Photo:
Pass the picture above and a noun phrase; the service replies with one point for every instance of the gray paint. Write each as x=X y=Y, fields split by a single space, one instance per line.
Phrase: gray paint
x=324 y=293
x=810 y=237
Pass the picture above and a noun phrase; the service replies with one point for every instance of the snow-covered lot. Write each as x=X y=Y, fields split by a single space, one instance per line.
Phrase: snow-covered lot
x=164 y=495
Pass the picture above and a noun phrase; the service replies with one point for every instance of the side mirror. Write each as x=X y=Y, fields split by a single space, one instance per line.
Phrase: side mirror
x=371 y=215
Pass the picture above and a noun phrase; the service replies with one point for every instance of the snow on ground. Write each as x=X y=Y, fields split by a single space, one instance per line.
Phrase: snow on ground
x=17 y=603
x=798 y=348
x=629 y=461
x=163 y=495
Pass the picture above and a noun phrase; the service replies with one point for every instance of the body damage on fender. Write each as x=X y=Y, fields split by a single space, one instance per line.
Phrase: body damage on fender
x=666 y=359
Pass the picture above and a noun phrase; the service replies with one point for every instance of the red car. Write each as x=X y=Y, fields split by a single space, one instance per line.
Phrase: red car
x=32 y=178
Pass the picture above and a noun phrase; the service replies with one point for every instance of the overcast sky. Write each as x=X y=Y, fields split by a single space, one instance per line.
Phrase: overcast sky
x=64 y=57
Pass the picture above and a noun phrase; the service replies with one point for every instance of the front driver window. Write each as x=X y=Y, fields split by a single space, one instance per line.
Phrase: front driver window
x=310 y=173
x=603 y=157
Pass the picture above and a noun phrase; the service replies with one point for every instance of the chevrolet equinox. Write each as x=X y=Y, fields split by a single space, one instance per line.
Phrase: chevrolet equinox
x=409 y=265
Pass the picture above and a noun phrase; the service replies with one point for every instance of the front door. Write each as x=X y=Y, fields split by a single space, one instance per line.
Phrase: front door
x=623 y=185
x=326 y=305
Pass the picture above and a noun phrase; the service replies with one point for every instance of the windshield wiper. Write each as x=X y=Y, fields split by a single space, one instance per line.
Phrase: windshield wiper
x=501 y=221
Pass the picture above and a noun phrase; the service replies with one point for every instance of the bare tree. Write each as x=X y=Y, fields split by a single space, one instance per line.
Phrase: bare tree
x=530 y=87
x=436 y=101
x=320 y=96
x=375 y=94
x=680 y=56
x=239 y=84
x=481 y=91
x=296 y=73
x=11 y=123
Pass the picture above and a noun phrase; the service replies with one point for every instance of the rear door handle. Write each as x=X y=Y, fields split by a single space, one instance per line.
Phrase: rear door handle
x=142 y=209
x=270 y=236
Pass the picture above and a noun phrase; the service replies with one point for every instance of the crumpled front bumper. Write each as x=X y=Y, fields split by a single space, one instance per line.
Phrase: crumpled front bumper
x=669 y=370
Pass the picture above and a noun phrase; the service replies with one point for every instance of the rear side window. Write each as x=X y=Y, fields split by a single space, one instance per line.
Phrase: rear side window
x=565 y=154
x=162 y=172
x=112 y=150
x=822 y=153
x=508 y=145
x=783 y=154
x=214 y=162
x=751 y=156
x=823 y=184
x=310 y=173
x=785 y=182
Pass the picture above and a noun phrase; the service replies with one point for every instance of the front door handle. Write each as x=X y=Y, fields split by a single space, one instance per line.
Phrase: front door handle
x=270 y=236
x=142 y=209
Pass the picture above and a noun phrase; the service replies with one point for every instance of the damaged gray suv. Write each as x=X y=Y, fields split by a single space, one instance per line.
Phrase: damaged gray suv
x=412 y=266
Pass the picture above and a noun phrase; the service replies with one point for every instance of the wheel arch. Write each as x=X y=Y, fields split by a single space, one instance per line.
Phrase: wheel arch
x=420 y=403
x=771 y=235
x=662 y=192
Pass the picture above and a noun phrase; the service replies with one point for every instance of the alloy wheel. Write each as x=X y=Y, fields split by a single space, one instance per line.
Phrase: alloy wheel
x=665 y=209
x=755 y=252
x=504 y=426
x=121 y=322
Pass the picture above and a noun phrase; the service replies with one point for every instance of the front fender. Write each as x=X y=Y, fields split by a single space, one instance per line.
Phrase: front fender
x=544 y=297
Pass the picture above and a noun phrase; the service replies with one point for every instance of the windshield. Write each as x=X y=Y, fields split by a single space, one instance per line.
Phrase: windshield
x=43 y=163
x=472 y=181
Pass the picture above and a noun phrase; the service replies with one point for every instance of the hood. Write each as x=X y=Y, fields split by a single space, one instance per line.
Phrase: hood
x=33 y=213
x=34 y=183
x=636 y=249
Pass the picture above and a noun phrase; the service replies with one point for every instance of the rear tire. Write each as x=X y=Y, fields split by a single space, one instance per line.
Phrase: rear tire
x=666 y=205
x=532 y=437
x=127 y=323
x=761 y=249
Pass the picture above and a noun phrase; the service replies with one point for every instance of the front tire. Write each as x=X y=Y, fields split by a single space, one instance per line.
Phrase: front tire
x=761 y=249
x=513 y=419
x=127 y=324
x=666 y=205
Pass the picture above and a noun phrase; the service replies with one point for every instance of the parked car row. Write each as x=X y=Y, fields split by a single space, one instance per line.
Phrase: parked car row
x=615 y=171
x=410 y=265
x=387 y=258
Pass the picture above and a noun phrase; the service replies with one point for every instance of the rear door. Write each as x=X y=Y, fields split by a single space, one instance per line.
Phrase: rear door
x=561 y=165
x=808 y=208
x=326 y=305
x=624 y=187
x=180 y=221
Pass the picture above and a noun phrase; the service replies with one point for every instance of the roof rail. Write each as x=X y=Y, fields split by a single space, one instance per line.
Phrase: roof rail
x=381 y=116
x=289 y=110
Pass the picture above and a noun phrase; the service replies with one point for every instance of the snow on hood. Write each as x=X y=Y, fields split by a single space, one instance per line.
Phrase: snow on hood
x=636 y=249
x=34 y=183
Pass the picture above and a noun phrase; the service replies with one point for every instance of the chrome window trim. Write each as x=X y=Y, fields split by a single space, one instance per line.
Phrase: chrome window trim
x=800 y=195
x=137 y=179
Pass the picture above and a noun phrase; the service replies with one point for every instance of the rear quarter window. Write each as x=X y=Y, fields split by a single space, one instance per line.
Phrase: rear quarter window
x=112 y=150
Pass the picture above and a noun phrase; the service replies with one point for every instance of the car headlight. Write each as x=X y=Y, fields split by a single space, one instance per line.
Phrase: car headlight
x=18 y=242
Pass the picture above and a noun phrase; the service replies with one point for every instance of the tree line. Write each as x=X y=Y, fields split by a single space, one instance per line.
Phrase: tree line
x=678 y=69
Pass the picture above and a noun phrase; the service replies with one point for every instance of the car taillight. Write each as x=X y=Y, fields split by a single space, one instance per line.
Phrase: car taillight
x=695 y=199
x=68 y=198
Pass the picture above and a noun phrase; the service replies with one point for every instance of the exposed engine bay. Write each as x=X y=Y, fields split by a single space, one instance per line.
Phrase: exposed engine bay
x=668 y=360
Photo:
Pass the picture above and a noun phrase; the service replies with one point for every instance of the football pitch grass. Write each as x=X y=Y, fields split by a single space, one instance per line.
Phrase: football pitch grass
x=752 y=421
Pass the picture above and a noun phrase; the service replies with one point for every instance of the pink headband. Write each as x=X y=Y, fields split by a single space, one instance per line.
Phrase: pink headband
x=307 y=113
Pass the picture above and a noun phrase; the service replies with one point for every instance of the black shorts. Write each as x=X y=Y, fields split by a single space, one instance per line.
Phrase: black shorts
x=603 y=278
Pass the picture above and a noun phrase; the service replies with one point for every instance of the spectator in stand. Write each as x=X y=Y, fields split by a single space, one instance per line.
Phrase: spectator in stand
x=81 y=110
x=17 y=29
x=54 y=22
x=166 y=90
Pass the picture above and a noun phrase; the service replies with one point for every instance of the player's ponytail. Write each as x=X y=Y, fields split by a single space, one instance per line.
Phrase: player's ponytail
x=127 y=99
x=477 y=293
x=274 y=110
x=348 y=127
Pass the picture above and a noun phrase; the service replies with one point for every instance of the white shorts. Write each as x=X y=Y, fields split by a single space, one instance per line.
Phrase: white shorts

-*-

• [What is being asked]
Copy out every line of the records that the string "white" appears in.

• [Response box]
Pass the picture above and a noun phrase; the service replies with one point for every instance of the white shorts. Write each as x=X y=Y, fields split by a single space, one instance per line.
Phrase: white shorts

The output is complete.